:: Excerpt provided

Stories of Saint Luke (Loucas) of Steris

By Nayaswami Nischala

One of the holy places we’ll visit during our pilgrimage to Greece and Crete is the monastery of “Luke of Steris”, or “Luke the Wonder-Worker”, who lived from 896 to 953 AD.

Here are some interesting facts about this Greek Saint:

  • He was one of the earliest saints to be seen levitating during prayer. It was his mother who first witnessed him levitating in prayer, then later others.
  • He was the son of poor farmers, working in the fields and tending the sheep.
  • With his mother’s blessings, at the age of 14 he went into seclusion at a mountain called Loannou. Here, he lived like an ascetic for 7 years.
  • Just like Saint Anthony (270-363 AD) considered the father of all monks, for his fleeing to the desert of Egypt and serving God in solitude, Luke cherished the solitary life.
saint anthony
  • In Eastern monasticism, monks were divided into three categories—Novices, or beginners, secondly, those who had the Lesser Habit, and third, those who received the Great Habit.
  • As a child Luke tried twice to leave home to seek a solitary life of prayer. The first time he was captured by soldiers who returned him to his home. The second time he met two monks journeying from Jerusulem to Rome, who took him to a monastery in Athens where he received the Great Habit.
  • After Luke’s mother prayed for her son’s return, however, God made her appear in a dream to the abbot and commanded him to return Luke to his home.
  • Luke’s closeness to God was recorded when he was a child, as it was observed that he did “nothing in a childish fashion”.
  • Luke’s fame spread and a number of miracles are ascribed to him during this time, such as revealing to two brothers the location of their dead father’s buried treasure, and several others.
  • Luke was forced to leave his home by an invasion of the Bulgarian Emperor Symeon (which Luke had predicted). Followed by local villagers, Luke fled to a nearby island.
  • At the age of 21 he enrolled in a school in Corinth, but soon left after he found the other students insufficiently serious.
Saint Loucas
  • The monastery we will visit was founded in the early 10th century by Loucas, or “Luke of Steiris” whose relics are kept there to this day. Saint Luke (not to be confused with the Evangelist author of the Gospel of Saint Luke), was a hermit who died on Feb. 7, 953. He is also famous for having predicted the conquest of Crete by Emperor Romanos.

::::

## [Activity 1]
Write out the piece on Saint Luke of Steris word for word, starting at "One of the holy" and ending at "for 7 years.".
## [Activity 2]
For each of the following statements, say yes or no to whether it agrees with the piece on Saint Luke of Steris, and quote the words of the piece that decide it: (a) Luke lived as an ascetic at the mountain Loannou for seven years. (b) At the age of 21, Luke enrolled in a school in Athens. (c) Luke's father was the first to see him levitating in prayer.

:: Information given

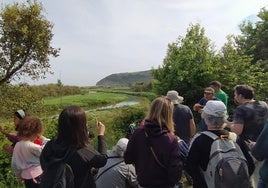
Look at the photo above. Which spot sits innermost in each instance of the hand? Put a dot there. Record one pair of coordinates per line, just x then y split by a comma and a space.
100, 128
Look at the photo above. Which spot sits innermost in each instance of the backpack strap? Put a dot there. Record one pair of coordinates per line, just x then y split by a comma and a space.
152, 150
211, 135
109, 167
231, 136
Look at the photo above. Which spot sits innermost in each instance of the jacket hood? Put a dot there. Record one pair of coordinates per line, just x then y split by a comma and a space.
153, 129
52, 153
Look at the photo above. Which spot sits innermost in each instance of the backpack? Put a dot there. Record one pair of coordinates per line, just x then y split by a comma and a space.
58, 175
184, 150
227, 166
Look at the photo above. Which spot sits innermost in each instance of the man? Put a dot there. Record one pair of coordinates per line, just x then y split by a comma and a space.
214, 114
182, 116
116, 173
208, 95
183, 120
219, 93
249, 119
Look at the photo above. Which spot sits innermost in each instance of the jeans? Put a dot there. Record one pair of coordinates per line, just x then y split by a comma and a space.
262, 184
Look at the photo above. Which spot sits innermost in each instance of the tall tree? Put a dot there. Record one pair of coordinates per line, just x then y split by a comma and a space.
25, 42
188, 65
254, 38
235, 67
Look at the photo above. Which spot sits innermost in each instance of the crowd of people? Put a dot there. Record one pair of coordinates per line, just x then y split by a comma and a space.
150, 157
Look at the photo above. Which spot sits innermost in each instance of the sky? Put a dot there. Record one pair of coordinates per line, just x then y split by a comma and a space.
98, 38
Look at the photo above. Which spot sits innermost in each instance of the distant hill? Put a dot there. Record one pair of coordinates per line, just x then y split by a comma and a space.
126, 79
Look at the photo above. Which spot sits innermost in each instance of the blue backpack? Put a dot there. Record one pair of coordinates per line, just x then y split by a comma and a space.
184, 150
227, 166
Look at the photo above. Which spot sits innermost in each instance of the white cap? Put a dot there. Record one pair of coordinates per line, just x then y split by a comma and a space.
174, 97
215, 108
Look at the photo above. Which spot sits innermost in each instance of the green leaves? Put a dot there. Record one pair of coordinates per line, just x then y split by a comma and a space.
25, 42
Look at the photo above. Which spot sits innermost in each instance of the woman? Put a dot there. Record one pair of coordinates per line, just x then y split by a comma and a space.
153, 148
13, 137
261, 153
215, 116
73, 138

::::

## [Task response 1]
One of the holy places we’ll visit during our pilgrimage to Greece and Crete is the monastery of “Luke of Steris”, or “Luke the Wonder-Worker”, who lived from 896 to 953 AD.

Here are some interesting facts about this Greek Saint:

  • He was one of the earliest saints to be seen levitating during prayer. It was his mother who first witnessed him levitating in prayer, then later others.
  • He was the son of poor farmers, working in the fields and tending the sheep.
  • With his mother’s blessings, at the age of 14 he went into seclusion at a mountain called Loannou. Here, he lived like an ascetic for 7 years.

## [Task response 2]
(a) Yes: "Here, he lived like an ascetic for 7 years."
(b) No: "At the age of 21 he enrolled in a school in Corinth"
(c) No: "It was his mother who first witnessed him levitating in prayer"